Required action -> The required output is the line containing "the white window" followed by each line through the end of the data below, repeated exactly and with nothing added.

[Point localization data]
━━━━

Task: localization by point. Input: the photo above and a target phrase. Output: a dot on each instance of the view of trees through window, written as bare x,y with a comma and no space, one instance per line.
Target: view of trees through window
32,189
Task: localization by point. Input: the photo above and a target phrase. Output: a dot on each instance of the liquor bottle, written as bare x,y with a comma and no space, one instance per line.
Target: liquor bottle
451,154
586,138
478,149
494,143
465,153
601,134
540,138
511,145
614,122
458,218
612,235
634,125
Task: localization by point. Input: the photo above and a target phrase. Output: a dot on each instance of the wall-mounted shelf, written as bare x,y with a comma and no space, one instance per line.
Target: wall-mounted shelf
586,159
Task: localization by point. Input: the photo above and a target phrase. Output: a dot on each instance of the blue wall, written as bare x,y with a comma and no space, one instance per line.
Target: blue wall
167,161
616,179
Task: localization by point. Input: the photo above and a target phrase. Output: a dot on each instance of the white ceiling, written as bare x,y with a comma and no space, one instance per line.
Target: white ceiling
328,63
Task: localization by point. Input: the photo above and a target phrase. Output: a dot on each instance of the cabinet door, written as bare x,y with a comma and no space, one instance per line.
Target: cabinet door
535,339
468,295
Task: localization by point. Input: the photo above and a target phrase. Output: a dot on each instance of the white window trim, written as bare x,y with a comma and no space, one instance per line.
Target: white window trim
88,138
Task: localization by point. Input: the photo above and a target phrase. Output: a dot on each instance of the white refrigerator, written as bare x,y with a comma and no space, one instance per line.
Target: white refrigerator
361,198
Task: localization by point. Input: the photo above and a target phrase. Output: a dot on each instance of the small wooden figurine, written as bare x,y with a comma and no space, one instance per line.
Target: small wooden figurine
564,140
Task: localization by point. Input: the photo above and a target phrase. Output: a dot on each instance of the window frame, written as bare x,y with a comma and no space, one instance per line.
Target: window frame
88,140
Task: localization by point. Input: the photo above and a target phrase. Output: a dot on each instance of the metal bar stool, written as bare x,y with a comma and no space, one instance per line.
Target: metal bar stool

━━━━

Response ->
Task: localization by point. Input: the photo above and a target phrase. Output: a dot on each instance of the white window trim, written as bare x,y with a comma and no space, one instance per line.
Target: white window trim
88,138
Task: localization by point. Input: the photo above and a target phrase. Output: a dot on each instance of the white refrigerator, written as bare x,y with a comma and no space, one instance per line.
Target: white refrigerator
361,198
Task: localization by point. Input: the photo above and a target phrase. Output: a dot on each instance of the small wooden figurine, written as bare x,y with a comma and no space, one instance per line.
Target: small wooden figurine
564,140
Task: localization by point. Input: the photo above and a target phrase. Output: a dot on each instance of the window frame, written as bare x,y with a comma and no space, one instance per line.
Target: window frame
88,140
Task: localization by point. Input: the photo above and a target phrase. Output: a dot on each instance of the metal bar stool, written as bare x,y with a comma and no space, one instance per line.
Target: metal bar stool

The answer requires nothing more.